→ PROBLEM:
Reproduce all the records below, changing "metal pole" to "steel pole" everywhere it appears and keeping everything else the same. Leave the pictures out.

→ ROWS:
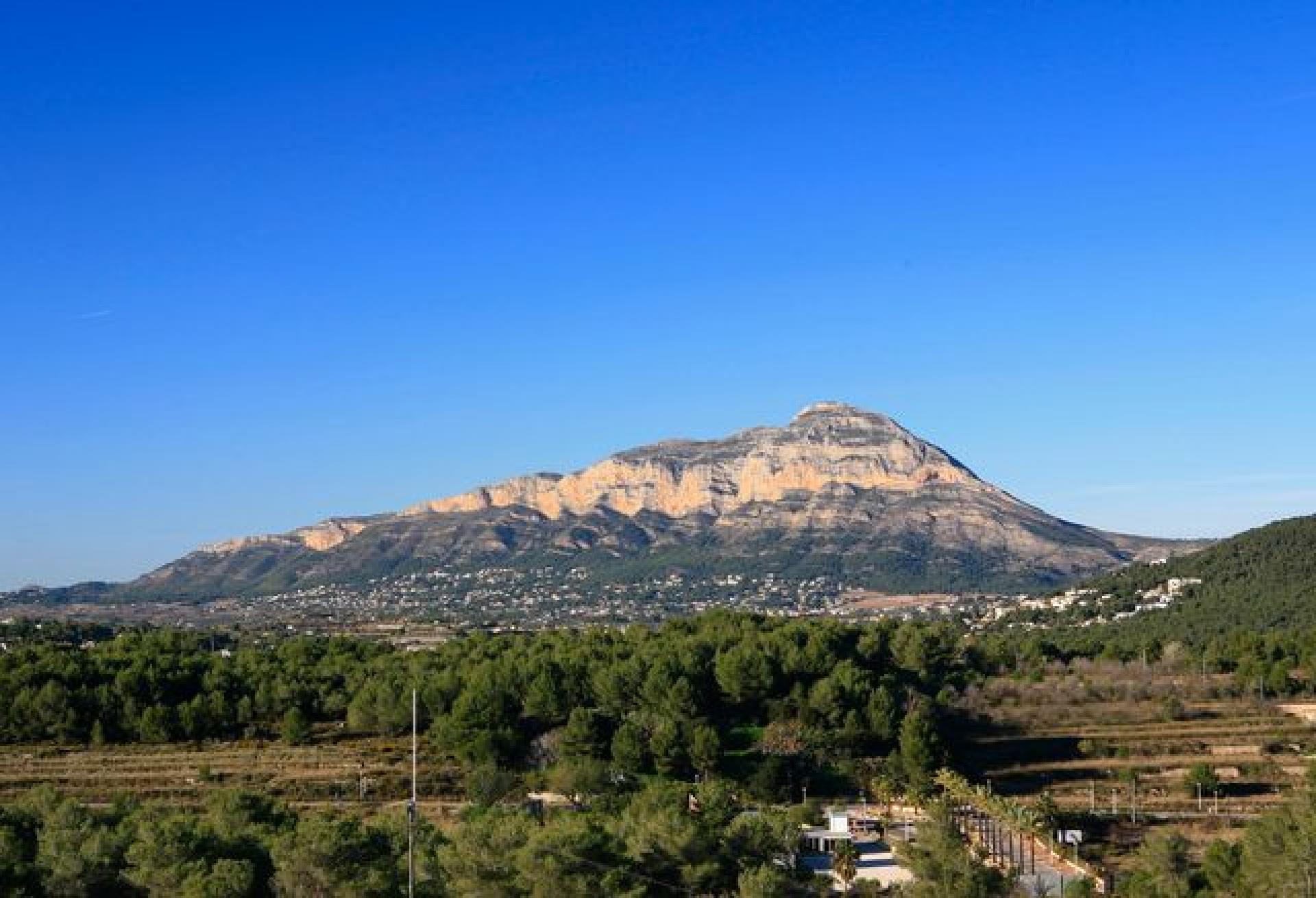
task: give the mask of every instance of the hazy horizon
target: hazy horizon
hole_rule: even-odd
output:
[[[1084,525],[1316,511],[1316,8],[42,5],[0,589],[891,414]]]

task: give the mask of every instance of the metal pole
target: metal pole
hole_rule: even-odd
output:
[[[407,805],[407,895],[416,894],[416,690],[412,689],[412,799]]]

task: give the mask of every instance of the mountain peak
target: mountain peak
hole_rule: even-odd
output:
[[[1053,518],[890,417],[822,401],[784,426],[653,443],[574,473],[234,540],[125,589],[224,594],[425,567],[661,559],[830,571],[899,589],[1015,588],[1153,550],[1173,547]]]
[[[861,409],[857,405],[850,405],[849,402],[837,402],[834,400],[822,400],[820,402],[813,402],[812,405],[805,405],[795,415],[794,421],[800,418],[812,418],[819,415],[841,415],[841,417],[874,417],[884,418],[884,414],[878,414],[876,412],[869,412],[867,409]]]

→ ANSWER IN FULL:
task: give the mask of every instance of the hazy horizon
target: hazy horizon
hole_rule: even-odd
output:
[[[1084,525],[1316,511],[1316,8],[42,5],[0,589],[891,414]]]

task: give the mask of every instance of the steel pole
target: steel pole
hole_rule: even-odd
output:
[[[407,805],[407,895],[416,894],[416,690],[412,689],[412,799]]]

task: give the mask of every instance of the mountain peak
target: mountain peak
hole_rule: even-odd
output:
[[[1053,518],[890,417],[822,401],[784,426],[653,443],[574,473],[234,540],[125,589],[224,594],[425,567],[661,559],[830,571],[899,589],[1015,588],[1153,550],[1173,547]]]
[[[861,409],[857,405],[850,405],[849,402],[837,402],[834,400],[822,400],[820,402],[813,402],[812,405],[805,405],[795,415],[794,421],[800,418],[812,418],[819,415],[841,415],[841,417],[874,417],[884,418],[884,414],[878,414],[876,412],[869,412],[867,409]]]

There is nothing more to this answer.